··· Data supplied

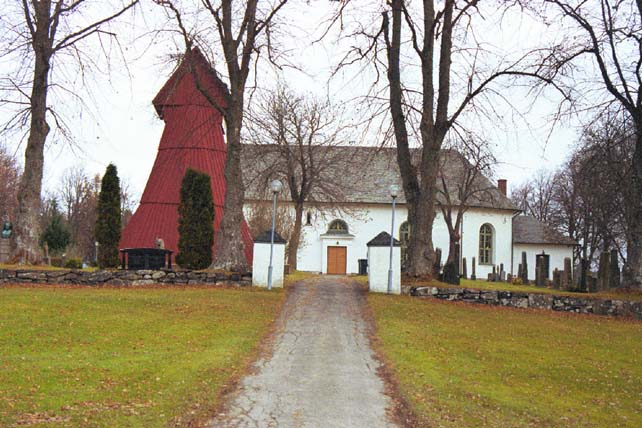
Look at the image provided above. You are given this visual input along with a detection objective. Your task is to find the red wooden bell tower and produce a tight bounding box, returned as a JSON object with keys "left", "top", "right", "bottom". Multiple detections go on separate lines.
{"left": 120, "top": 48, "right": 253, "bottom": 265}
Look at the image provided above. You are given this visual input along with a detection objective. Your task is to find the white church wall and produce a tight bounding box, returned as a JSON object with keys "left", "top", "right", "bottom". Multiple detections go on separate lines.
{"left": 512, "top": 243, "right": 574, "bottom": 281}
{"left": 459, "top": 208, "right": 514, "bottom": 280}
{"left": 245, "top": 202, "right": 516, "bottom": 276}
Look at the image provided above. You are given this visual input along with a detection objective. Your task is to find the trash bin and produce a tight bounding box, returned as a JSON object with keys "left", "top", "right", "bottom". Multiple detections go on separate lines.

······

Task to carry out
Leave out the pictures and print each record exactly as it stands.

Exercise answer
Look at the image provided above. You are given this visual input along with a detection objective. Your task is to find the red wooden bell tower and produce a tight bounding box, returned as a JSON object with keys "left", "top", "right", "bottom". Multiple detections go on separate lines.
{"left": 120, "top": 48, "right": 253, "bottom": 265}
Look at the image provided above. You are given this visual input along with a detection objective. Your task is to find the white church wall and produce a tight bounding box, returned as a JSON object with keys "left", "top", "right", "bottom". Multiple detections go on separate lines.
{"left": 512, "top": 243, "right": 574, "bottom": 281}
{"left": 459, "top": 208, "right": 514, "bottom": 280}
{"left": 245, "top": 202, "right": 516, "bottom": 276}
Look at the image provided above. You are given this visual input along with a detection objective. Your task is to find the trash bin and produce a tight bounding box, returned as a JSON object with keys "left", "top", "right", "bottom". Multiple detections go on separate lines.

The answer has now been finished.